Entries from a set of point annotations

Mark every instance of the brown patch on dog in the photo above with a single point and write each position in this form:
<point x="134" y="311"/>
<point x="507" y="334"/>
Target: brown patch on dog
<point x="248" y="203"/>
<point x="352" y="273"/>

## Goal
Copy the material above line for line, without changing anything.

## Completed exercise
Mark every instance of the brown patch on dog in the photo above with a single point and write each position in this form:
<point x="134" y="311"/>
<point x="507" y="334"/>
Target: brown patch on dog
<point x="248" y="203"/>
<point x="352" y="273"/>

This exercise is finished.